*Task instructions:* The result should be an exact copy of the entries that follow, with no pictures included.

*Supplied information:*

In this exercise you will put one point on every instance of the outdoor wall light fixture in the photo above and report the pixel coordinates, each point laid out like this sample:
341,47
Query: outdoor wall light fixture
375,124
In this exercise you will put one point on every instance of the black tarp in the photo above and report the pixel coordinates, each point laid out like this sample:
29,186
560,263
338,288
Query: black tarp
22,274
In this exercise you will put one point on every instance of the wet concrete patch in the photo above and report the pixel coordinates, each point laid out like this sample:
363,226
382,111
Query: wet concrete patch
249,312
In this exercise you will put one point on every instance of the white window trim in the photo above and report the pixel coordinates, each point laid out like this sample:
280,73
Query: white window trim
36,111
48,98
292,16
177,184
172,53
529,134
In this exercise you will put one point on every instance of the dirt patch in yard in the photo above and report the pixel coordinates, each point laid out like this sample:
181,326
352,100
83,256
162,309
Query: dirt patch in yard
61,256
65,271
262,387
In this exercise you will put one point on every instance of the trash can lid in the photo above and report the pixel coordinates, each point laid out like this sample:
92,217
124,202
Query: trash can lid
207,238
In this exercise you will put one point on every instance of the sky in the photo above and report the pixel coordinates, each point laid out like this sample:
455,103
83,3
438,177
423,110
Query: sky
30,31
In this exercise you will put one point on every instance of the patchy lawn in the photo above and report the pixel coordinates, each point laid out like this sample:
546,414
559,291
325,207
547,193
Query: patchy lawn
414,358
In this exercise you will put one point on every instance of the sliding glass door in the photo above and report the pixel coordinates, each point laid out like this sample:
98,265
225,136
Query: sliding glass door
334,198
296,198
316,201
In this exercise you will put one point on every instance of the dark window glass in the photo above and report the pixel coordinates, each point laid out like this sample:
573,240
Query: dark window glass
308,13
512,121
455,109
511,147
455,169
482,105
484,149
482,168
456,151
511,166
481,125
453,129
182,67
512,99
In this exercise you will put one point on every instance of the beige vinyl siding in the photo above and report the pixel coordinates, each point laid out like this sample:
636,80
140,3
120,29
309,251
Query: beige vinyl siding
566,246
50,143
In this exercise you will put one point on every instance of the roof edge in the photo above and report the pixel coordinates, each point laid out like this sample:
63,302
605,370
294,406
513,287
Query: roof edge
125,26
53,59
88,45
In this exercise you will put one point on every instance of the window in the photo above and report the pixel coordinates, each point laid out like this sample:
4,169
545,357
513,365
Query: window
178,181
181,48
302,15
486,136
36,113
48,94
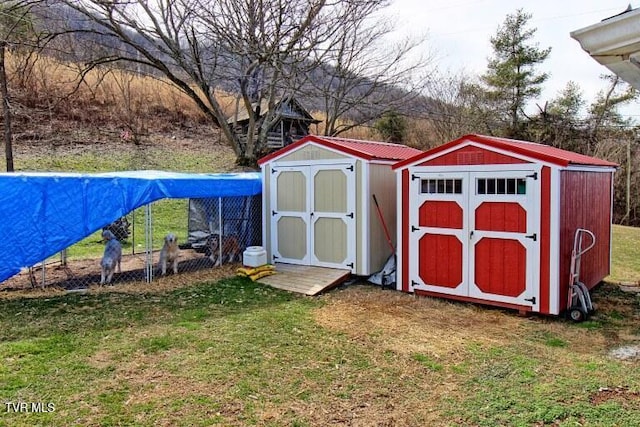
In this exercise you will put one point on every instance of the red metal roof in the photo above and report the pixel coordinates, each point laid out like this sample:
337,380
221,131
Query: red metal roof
533,150
367,150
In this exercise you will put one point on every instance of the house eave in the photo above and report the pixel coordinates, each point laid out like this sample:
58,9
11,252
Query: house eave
615,43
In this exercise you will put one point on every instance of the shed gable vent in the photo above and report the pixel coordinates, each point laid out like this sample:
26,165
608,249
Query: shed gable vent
470,158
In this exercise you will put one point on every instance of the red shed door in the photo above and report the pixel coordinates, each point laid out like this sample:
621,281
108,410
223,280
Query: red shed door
476,234
439,243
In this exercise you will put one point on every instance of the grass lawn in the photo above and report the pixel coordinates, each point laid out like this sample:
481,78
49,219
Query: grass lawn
235,353
625,256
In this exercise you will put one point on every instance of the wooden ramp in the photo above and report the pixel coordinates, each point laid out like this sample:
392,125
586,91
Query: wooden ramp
305,279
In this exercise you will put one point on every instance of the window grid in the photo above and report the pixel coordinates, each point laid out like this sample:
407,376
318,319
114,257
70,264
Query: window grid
501,186
441,186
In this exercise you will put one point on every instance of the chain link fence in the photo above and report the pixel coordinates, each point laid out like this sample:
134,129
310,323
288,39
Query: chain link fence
208,233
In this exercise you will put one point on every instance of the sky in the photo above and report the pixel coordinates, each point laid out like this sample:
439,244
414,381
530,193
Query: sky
459,32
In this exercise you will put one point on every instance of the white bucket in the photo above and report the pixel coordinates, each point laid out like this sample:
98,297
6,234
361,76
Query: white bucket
254,256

*Exercise output:*
In this exercise you will put one point on every instance of the outdoor wall light fixture in the photo above and report the pixel coordinates, each point laid out like this sample:
341,47
Query: outdoor wall light fixture
375,124
In this exercise you will put one point on every instance of the black tarp in the photo above and report the pixel coordinates, each point laid out like this sample:
29,186
560,263
338,288
Query: black tarp
22,274
In this exercise you will put one point on every instance of the wet concrete patch in the photo above and report the pixel coordinates, each point laid out like this sample:
363,226
382,111
Query: wet concrete patch
249,312
In this exercise you will put one point on every instance of the white window trim in the photo above and report the pixel coordinates, each point laid out like this sample:
280,73
Query: white window trim
36,111
48,98
292,16
177,184
172,53
529,134
In this exercise you will put one point on every instance of the dirt patch in yard in the photo above and report the pixel coordinates, each point laid out like this sample:
181,326
352,100
83,256
162,309
Query: dirt patch in yard
61,256
65,271
262,387
In this exercise you will put one point on every instance of the trash can lid in the photo above and report the pixel coordinates, each point laid out like this sample:
92,217
124,202
Query: trash can lid
207,238
In this exercise you will put one point on every instance of the sky in the photo above and report the pixel coordinates, each point laid out like this sample:
455,103
83,3
438,177
423,110
Query: sky
30,31
In this exercise you will put one point on every instance of the patchy lawn in the photo above and report the pixel coordinates, each point laid out like this sample:
546,414
559,291
325,207
547,193
Query: patchy lawn
414,358
In this exercise you will put one point on every instance of the sliding glass door in the photo above and report the pixel coordinates, each point laid out like this sample:
98,265
225,136
Query: sliding glass door
334,198
296,198
316,201
In this exercise you will put one point on every instance of the dark window glass in the photo above and report the pixel coordinates, each point laid out like this sample:
573,240
Query: dark window glass
308,13
512,121
455,109
511,147
455,169
482,105
484,149
482,168
456,151
511,166
481,125
453,129
182,67
512,99
In this exercise you will put one point on every instance of the beige vinyl siding in the photo above and report the pixel coordinates, each point laid out like this sample:
636,80
140,3
120,29
309,251
Query: beige vinyl siding
566,246
50,143
In this exercise you will put one point on every instance of the roof edge in the photo above and report the pixel coordinates, each point laid out like this sample:
63,302
605,370
294,406
513,287
Query: roof edge
125,26
53,59
88,45
In this exercise you will put one point on every instance of the window in the photo above and report the pixel coordinates, each point laid out like this sample:
4,169
545,357
513,365
Query: window
178,181
181,48
302,15
486,136
36,113
48,94
In this exercise you will put one point on every instance of the red metal roof in the photo above and report the pixel coordinates, each point laid out like this sample:
337,380
221,131
Query: red metal roof
533,150
367,150
In this exercise you will put one point on every instance of the house eave in the photo above and report the pixel coordinates, each point laid out like this sample:
58,9
11,252
Query: house eave
615,43
In this exercise you will put one point on every instance of the shed gable vent in the photo above and report the pixel coordinates, each point laid out like this sample:
26,165
608,249
Query: shed gable vent
470,158
In this exercise you will put one point on every instance of the red shed door in the photo above and report the pixel coordinates, each point laid out like this sample:
621,281
108,410
223,280
Query: red shed door
476,234
439,243
In this exercise you will put one point on every instance of the grass lawn in the photo above and report the pixel coordinates, each point laid out like this sample:
481,78
49,219
Query: grass lawn
235,353
625,256
In this exercise you will put one point on every instance of the wooden ramp in the photo above and report the pixel coordinates, each point laid out like this sample:
392,125
586,91
Query: wooden ramp
305,279
In this exercise you will put one point on every instance of the window grid in the photo above and report the pixel coordinates, each point laid out like this sample:
407,376
318,319
114,257
70,264
Query: window grid
501,186
441,186
In this exercise you will put one point on every instance of the chain link fence in the photo above and report the pixel coordinates, each point laid out like this sample:
134,129
310,323
288,39
Query: chain link fence
208,233
In this exercise you will put one point on every instance of the sky in the photo above and report the pixel coordinates, each point laid out like this sample:
439,244
414,381
530,193
Query: sky
459,32
In this exercise you will put one point on every instance of the white bucket in the photo above and report the pixel coordinates, each point laid out like this sample:
98,297
6,234
361,76
Query: white bucket
254,256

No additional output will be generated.